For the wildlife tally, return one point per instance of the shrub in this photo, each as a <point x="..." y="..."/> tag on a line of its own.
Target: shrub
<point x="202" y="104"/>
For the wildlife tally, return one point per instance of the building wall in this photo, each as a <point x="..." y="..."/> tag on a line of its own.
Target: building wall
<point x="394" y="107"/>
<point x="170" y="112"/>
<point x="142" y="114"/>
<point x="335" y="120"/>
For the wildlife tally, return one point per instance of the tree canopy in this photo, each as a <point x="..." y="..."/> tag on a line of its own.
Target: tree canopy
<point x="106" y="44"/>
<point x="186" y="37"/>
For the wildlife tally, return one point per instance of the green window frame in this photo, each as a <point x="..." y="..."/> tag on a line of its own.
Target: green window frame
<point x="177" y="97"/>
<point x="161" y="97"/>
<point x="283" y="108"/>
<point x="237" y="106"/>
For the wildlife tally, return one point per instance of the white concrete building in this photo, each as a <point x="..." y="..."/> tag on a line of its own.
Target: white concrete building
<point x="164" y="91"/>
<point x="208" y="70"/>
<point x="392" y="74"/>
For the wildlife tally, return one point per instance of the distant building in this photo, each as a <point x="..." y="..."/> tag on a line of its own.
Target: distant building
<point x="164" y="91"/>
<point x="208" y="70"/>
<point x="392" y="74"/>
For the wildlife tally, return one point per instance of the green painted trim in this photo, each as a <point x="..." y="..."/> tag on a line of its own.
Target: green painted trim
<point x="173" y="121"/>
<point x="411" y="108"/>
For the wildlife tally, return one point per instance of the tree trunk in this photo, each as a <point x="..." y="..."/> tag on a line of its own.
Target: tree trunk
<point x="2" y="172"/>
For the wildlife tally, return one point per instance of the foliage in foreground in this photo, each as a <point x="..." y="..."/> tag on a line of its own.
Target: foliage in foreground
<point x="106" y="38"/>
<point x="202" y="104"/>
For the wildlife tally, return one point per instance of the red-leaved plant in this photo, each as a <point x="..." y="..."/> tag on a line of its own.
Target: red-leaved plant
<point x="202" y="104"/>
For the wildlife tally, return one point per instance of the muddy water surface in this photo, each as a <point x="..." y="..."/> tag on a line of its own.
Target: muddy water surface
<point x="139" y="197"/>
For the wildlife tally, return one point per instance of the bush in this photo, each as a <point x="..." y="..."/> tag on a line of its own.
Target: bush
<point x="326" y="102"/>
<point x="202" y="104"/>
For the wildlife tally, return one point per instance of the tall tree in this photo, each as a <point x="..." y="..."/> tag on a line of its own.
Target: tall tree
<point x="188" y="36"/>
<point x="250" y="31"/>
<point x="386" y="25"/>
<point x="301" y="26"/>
◇ ◇ ◇
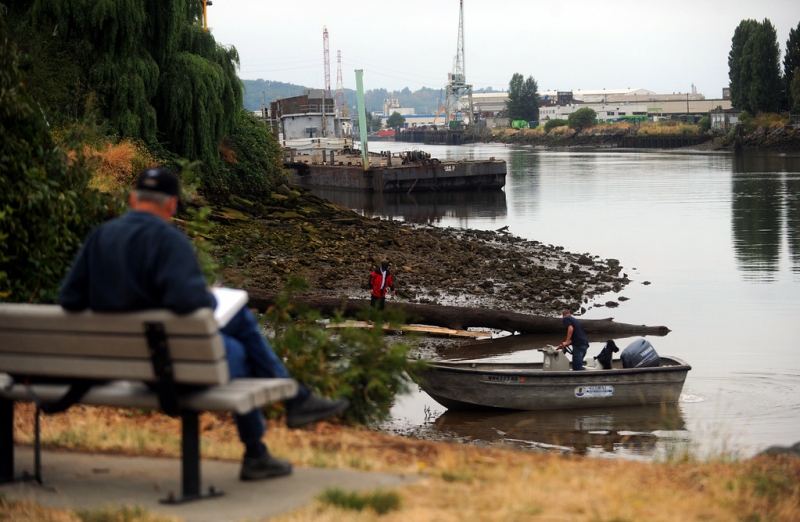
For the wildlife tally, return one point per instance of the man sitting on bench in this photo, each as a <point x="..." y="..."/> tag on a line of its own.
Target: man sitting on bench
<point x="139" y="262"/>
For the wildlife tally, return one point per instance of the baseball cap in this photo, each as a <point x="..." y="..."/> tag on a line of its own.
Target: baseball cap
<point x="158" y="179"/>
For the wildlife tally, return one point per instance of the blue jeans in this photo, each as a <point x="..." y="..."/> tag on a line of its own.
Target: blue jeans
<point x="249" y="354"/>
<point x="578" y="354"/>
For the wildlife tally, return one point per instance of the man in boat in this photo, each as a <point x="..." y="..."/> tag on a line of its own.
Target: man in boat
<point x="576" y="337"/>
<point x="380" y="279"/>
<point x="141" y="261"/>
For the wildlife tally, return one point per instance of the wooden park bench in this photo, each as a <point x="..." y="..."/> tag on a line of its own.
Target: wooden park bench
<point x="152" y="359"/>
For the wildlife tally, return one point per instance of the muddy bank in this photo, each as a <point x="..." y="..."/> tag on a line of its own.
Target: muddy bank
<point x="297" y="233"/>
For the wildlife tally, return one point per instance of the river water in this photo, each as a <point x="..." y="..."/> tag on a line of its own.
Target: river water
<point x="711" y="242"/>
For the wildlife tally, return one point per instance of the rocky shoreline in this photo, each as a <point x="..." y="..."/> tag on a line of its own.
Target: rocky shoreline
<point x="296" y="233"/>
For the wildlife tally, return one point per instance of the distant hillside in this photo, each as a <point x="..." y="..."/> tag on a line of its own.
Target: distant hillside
◇ ◇ ◇
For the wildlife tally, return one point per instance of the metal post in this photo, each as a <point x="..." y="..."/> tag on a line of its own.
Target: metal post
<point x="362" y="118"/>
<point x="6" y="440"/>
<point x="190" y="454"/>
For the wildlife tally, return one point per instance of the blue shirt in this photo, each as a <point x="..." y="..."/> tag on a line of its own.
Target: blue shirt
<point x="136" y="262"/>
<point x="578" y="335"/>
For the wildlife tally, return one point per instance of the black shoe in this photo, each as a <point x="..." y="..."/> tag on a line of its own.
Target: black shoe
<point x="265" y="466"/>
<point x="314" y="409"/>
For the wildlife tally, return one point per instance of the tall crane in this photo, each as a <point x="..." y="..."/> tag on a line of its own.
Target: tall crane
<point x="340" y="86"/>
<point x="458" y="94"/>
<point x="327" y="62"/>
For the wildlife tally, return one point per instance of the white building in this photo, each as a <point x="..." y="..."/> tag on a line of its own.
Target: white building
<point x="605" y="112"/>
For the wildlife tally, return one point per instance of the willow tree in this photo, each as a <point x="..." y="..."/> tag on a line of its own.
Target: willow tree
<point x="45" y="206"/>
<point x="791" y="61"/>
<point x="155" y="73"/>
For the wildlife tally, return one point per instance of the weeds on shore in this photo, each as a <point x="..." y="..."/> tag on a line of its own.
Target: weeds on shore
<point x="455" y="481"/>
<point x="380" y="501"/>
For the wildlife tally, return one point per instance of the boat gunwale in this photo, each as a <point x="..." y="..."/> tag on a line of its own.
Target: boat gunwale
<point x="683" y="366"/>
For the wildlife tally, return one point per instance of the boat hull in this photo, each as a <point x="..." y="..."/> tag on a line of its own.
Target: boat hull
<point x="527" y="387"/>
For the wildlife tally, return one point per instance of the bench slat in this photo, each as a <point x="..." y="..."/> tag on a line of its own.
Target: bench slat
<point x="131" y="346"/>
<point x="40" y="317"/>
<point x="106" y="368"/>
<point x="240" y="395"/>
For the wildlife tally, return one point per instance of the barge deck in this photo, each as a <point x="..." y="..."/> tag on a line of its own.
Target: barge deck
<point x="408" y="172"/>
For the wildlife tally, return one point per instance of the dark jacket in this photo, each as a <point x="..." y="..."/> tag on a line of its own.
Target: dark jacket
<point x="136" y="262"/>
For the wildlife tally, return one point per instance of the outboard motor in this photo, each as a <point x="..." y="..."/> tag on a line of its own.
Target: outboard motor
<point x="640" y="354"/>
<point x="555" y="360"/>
◇ ◇ ◇
_Short problem_. Count the lines above that include the word "wall". Reply with the number alone.

_Task solution_. 2